### Excerpts from point annotation data:
===============
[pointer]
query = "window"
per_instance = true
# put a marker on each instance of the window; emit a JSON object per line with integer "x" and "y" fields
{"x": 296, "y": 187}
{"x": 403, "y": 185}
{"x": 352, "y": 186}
===============
### What you have to do:
Extract the complete set of records unchanged.

### Full solution:
[pointer]
query = "window"
per_instance = true
# put a marker on each instance of the window; emit a JSON object per line with integer "x" and "y" fields
{"x": 296, "y": 187}
{"x": 403, "y": 185}
{"x": 352, "y": 186}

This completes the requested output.